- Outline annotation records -
__________
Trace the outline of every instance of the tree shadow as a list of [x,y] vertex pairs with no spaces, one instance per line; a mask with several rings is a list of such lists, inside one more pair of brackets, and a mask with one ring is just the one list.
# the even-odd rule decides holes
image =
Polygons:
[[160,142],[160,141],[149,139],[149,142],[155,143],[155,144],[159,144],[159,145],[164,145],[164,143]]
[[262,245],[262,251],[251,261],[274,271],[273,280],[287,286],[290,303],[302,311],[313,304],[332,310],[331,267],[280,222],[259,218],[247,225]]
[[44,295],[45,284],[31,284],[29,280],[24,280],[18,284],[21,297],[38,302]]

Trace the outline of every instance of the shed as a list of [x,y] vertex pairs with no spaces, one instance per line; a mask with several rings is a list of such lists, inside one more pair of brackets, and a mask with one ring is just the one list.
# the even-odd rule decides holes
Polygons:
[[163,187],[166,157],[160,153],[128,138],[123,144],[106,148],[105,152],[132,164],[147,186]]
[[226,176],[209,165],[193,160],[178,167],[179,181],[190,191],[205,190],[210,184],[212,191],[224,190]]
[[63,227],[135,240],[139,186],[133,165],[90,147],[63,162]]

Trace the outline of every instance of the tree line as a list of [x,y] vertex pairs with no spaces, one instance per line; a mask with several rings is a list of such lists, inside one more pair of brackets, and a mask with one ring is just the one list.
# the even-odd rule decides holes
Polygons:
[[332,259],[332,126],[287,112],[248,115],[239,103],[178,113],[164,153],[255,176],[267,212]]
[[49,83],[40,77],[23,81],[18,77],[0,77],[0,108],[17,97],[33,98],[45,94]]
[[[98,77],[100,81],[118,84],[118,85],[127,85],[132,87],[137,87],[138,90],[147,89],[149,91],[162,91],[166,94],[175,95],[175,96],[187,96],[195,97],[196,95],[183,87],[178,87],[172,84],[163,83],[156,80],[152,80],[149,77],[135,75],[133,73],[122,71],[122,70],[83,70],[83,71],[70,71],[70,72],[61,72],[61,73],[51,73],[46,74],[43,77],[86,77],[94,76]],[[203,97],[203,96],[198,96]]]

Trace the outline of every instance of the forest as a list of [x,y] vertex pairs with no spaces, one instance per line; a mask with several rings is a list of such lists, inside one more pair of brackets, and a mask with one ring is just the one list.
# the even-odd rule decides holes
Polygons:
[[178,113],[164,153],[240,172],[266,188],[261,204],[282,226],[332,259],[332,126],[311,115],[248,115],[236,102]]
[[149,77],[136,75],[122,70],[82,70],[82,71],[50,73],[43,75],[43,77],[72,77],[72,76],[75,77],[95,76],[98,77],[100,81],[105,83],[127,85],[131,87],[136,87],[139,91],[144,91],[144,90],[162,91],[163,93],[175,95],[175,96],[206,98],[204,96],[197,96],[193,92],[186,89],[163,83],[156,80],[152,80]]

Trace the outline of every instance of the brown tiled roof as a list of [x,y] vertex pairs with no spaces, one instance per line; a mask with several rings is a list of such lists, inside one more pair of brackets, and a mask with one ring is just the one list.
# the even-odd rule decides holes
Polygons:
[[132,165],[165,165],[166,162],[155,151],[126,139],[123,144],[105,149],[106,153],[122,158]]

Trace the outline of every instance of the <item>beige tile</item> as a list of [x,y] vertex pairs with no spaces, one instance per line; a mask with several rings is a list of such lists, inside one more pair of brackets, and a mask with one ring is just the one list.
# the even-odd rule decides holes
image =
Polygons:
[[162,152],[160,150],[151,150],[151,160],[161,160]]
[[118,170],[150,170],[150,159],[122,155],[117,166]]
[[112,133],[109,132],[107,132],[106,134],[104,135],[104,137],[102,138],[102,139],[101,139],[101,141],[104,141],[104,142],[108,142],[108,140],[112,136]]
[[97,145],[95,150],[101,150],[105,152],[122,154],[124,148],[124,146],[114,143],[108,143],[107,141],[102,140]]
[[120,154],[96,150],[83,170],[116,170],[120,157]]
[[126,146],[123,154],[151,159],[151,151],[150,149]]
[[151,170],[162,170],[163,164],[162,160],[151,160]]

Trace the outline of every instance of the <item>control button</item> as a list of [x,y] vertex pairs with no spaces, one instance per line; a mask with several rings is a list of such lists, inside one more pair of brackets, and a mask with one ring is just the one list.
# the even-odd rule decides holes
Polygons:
__________
- Short task -
Copy all the rows above line for line, without changing a single character.

- Solution to this task -
Trace the outline of every instance of the tree shadow as a list of [x,y] vertex pairs with no spaces, one instance per line; a mask with several rings is a list of such lists, inside one more pair of brackets, and a mask with one ring is just the one list.
# the even-odd rule decides holes
image =
Polygons:
[[160,142],[160,141],[149,139],[149,142],[155,143],[155,144],[159,144],[159,145],[164,145],[164,143]]
[[262,245],[262,251],[251,261],[274,271],[273,280],[287,286],[290,303],[302,311],[313,304],[332,310],[331,267],[280,222],[259,218],[247,225]]
[[44,295],[45,284],[31,284],[29,280],[24,280],[18,284],[21,297],[38,302]]

Trace the outline of every instance of the shed as a list of [x,y] vertex pairs with no spaces, one instance per line; a mask with several rings is a list of such lists, inside one more pair of brackets, and a mask with one ring is just the one list.
# the even-odd rule decides holes
Polygons:
[[163,187],[166,157],[160,153],[128,138],[123,144],[106,148],[105,152],[132,164],[147,186]]
[[226,176],[209,165],[193,160],[178,167],[179,181],[190,191],[205,190],[210,184],[212,191],[224,190]]
[[63,227],[135,240],[139,186],[133,165],[90,147],[63,162]]

Trace the outline of every instance of the tree line as a list of [x,y] vertex pairs with no spaces, one instance per line; a mask with several rings is a list of such lists, inside one more pair of brackets, and a mask with one ring is just the one list.
# the even-odd rule decides holes
Polygons:
[[332,259],[332,126],[287,112],[248,115],[239,103],[178,113],[164,153],[255,176],[267,212]]
[[49,83],[40,77],[23,81],[18,77],[0,77],[0,108],[17,97],[33,98],[45,94]]
[[[98,77],[100,81],[118,84],[118,85],[127,85],[132,87],[137,87],[138,90],[147,89],[149,91],[162,91],[166,94],[175,95],[175,96],[187,96],[195,97],[196,95],[183,87],[178,87],[172,84],[163,83],[156,80],[152,80],[149,77],[135,75],[133,73],[122,71],[122,70],[83,70],[83,71],[70,71],[70,72],[61,72],[61,73],[51,73],[46,74],[43,77],[86,77],[94,76]],[[203,97],[203,96],[198,96]]]

Trace the outline of every instance of the forest as a list of [x,y] vertex pairs with no spaces, one instance per line; a mask with several rings is a list of such lists, inside one more pair of brackets, and a mask with one ring is just the one list.
# the even-odd rule decides holes
Polygons:
[[178,113],[164,153],[240,172],[266,188],[261,204],[282,226],[332,259],[332,126],[311,115],[248,115],[236,102]]
[[149,77],[136,75],[122,70],[82,70],[82,71],[50,73],[43,75],[43,77],[72,77],[72,76],[75,77],[95,76],[98,77],[100,81],[105,83],[127,85],[131,87],[136,87],[139,91],[144,91],[144,90],[162,91],[163,93],[175,95],[175,96],[206,98],[204,96],[197,96],[193,92],[186,89],[163,83],[156,80],[152,80]]

Trace the outline of every instance of the brown tiled roof as a list of [x,y] vertex pairs with no spaces, one instance per line; a mask with several rings is a list of such lists, inside one more pair of brackets, and a mask with one ring is just the one list.
# the even-odd rule decides holes
Polygons:
[[132,165],[165,165],[166,162],[155,151],[126,139],[123,144],[105,149],[106,153],[122,158]]

Trace the outline of every instance of the <item>beige tile</item> as a list of [x,y] vertex pairs with no spaces, one instance per line; a mask with several rings is a list of such lists, inside one more pair of brackets, and a mask with one ring is just the one list.
# the even-odd rule decides holes
image =
Polygons:
[[162,152],[160,150],[151,150],[151,160],[161,160]]
[[118,170],[150,170],[150,159],[122,155],[117,166]]
[[112,133],[109,132],[107,132],[106,134],[104,135],[104,137],[102,138],[102,139],[101,139],[101,141],[104,141],[104,142],[108,142],[108,140],[112,136]]
[[97,145],[95,150],[101,150],[105,152],[122,154],[124,148],[124,146],[114,143],[108,143],[107,141],[102,140]]
[[120,154],[96,150],[83,170],[116,170],[120,157]]
[[126,146],[123,154],[151,159],[151,151],[150,149]]
[[151,170],[162,170],[163,164],[162,160],[151,160]]

Trace the outline of every instance of the <item>control button</item> as a list of [x,y] vertex pairs with no spaces, one instance per line; a mask with several rings is a list of such lists, inside one more pair of brackets, and a mask with one ring is just the one list.
# the even-odd rule decides holes
Polygons:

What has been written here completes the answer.